[Referring expression data]
===============
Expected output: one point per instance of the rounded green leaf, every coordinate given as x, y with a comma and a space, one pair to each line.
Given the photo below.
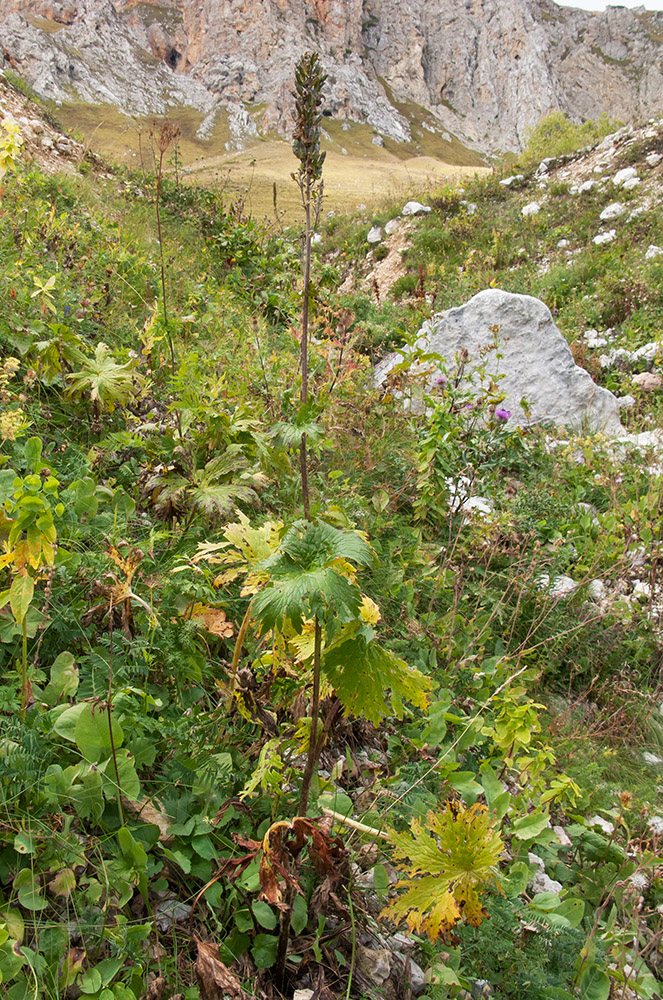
299, 915
64, 676
264, 950
594, 984
20, 596
66, 719
90, 981
264, 914
93, 734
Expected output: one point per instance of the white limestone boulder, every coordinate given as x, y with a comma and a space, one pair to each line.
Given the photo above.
534, 359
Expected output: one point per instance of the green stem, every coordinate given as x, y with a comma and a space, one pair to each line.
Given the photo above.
315, 745
120, 807
24, 669
303, 461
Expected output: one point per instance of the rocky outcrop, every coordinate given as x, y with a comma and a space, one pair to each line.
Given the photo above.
485, 69
515, 339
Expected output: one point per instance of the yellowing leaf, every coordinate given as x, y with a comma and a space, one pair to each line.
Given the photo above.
452, 860
212, 619
369, 611
20, 596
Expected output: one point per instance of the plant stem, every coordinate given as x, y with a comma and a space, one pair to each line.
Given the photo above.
303, 460
24, 669
163, 270
241, 635
315, 745
120, 807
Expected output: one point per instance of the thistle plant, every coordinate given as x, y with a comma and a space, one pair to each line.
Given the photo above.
309, 81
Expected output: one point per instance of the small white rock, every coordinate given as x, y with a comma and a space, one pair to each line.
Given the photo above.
415, 208
477, 505
542, 883
624, 175
612, 211
603, 824
648, 381
562, 586
563, 836
626, 402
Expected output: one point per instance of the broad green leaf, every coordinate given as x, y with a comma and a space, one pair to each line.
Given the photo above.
20, 596
179, 859
25, 843
381, 880
518, 878
264, 950
90, 981
13, 921
132, 849
299, 915
573, 910
530, 826
204, 847
126, 774
10, 962
64, 883
264, 914
465, 783
108, 968
64, 676
32, 449
546, 901
340, 802
243, 920
594, 984
371, 680
29, 893
93, 735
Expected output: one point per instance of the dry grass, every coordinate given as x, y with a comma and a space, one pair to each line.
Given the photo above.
356, 171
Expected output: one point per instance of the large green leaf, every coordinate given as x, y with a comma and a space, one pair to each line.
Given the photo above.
93, 735
303, 594
64, 679
365, 676
312, 572
20, 596
594, 984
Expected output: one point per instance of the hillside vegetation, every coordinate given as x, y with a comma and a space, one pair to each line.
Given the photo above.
484, 814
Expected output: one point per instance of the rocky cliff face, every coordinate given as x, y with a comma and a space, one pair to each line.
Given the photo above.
486, 69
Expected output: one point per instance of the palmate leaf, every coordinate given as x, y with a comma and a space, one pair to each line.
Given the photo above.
367, 677
453, 860
302, 593
212, 490
311, 571
110, 384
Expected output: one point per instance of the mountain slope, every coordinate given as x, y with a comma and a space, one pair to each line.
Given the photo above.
486, 70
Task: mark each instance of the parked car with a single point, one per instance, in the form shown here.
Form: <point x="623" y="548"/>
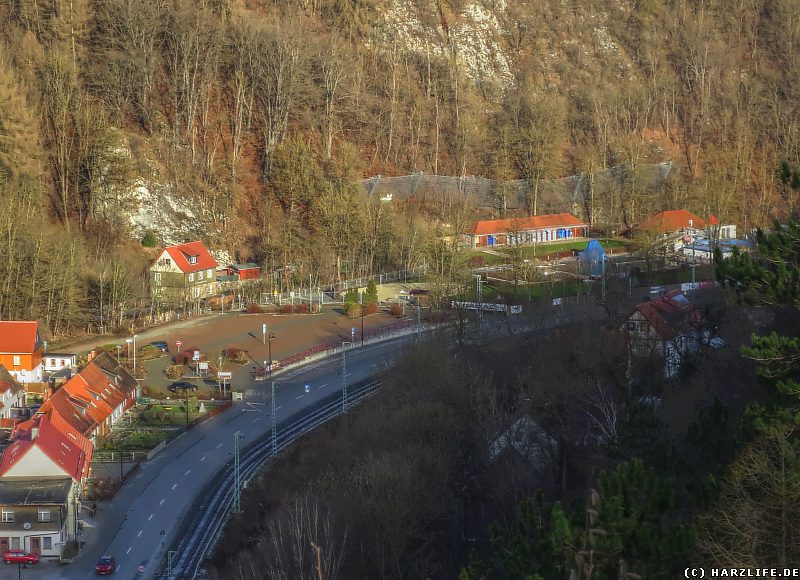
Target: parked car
<point x="105" y="565"/>
<point x="19" y="557"/>
<point x="181" y="386"/>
===============
• [Action item] Copy the stretch of the records above that runs from the line with "Expected output: one point per instance of the rocky cliff" through the line with "Expected output: one point per instance of the mountain". Both end lines belong in the copy, and nothing else does.

• [Response area]
Expected output: one point per instance of the rocky cliff face, every coordinate given as x, y with a comma and a space, one pair to each line.
Given the photo above.
486, 69
Expected output: one point per instance of the palmate leaf, every coordinate given as x, y with a comma and a space, one pair to each line.
Given the photo above.
367, 677
453, 860
302, 593
212, 490
311, 571
110, 384
Expected output: one point per instance of the mountain slope, every coordinate given as x, y with a comma and a space, one pair to each line.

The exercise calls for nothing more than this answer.